> Exercise instructions
1. According to the Metformin text, by what means does the drug actively reduce blood glucose levels? Answer in one to three sentences.
2. Write what comes next in the Metformin text, picking up after its final sentence.

> Extract
Ingestion of Metformin increases your body’s response to Insulin. It also actively reduces blood glucose levels by decreasing hepatic glucose production as well as GI glucose absorption. Some people successfully use this drug in monotherapy, while in other cases, you may have to take it with other medications for the best outcome. A licensed physician will give you a clear prescription and guideline after assessing your condition.
Types of Metformin
There are two main types of Metformin:
- Metformin IR (Immediate Release) –Metformin IR is mostly sold under the name Glucophage. It is mostly taken three times per day.
- Metformin SR (Slow Release) – Metformin SR is sold under the brand name Glucophage SR. It is used once per day.
Metformin Side Effects
Metformin is known to produce several side effects that can range in severity from mild to serious. Some of the more common and mild side effects of Metformin are stomach pain, heartburn, diarrhea, nausea, bloating, constipation, weight loss, headaches, a metallic after-taste, and gas. Many of these side effects are common in the first few days of using the drug, and they usually disappear without intervention. You can prevent or reduce the severity of these adverse reactions by taking the drug with a meal. You can also chew sugar-free gum to get rid of the unpleasant metallic taste. If the side effects persist, stop using the drug and consult a physician right away.

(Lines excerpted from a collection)

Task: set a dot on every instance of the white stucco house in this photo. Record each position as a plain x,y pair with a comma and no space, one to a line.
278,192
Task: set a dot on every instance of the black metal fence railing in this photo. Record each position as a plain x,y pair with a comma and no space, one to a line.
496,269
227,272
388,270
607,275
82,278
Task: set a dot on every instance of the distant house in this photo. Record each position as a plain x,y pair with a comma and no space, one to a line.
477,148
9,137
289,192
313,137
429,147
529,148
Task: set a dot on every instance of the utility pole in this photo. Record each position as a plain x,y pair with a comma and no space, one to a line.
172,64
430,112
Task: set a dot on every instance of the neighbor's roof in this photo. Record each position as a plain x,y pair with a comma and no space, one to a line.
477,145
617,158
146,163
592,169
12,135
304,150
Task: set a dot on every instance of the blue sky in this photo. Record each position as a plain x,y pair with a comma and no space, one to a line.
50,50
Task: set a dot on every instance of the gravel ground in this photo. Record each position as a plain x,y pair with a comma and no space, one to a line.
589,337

> Answers in order
1. Metformin actively lowers blood glucose by decreasing glucose production in the liver and reducing glucose absorption in the GI tract. It also increases the body's response to insulin.

2.
Metformin can also produce severe side effects like lactic acidosis. Lactic acidosis is a serious condition that may occur as a result of Metformin accumulation in your body. The side effect is very rare, but it’s still important to keep an eye out for this condition due to how severe it is. Lactic acidosis is characterized by weakness, tiredness, trouble breathing, unusual sleepiness, unusual muscle pain, stomach pains, dizziness, lightheadedness, slow and irregular heart rate, nausea, and vomiting. Lactic acidosis is a medical emergency, so you want to seek medical help immediately you notice these symptoms.
In extremely rare cases, Metformin reduces Vitamin B12 levels leading to Anemia. Make sure your diet is rich in B Vitamins to avoid this condition.
Does Metformin Cause Weight Gain (Hypoglycemia)?
Hypoglycemia is a very common side effect of most diabetes medications. Luckily, Metformin does not cause hypoglycemia if used alone and as directed.
To avoid gaining weight, exercise regularly, stick to a balanced diet, and avoid alcohol. You should also take the drugs on schedule.
Can I Take Metformin While Pregnant?
There haven’t been any complications or birth defects linked to the use of Metformin in pregnant women. Most studies actually show that it can be helpful both before and during pregnancy. Metformin can even increase your chances of conceiving if you have PCOS. It improves your ovulations dramatically.
Metformin also prevents diabetic complications and may reduce the risk of various complications, including birth defects.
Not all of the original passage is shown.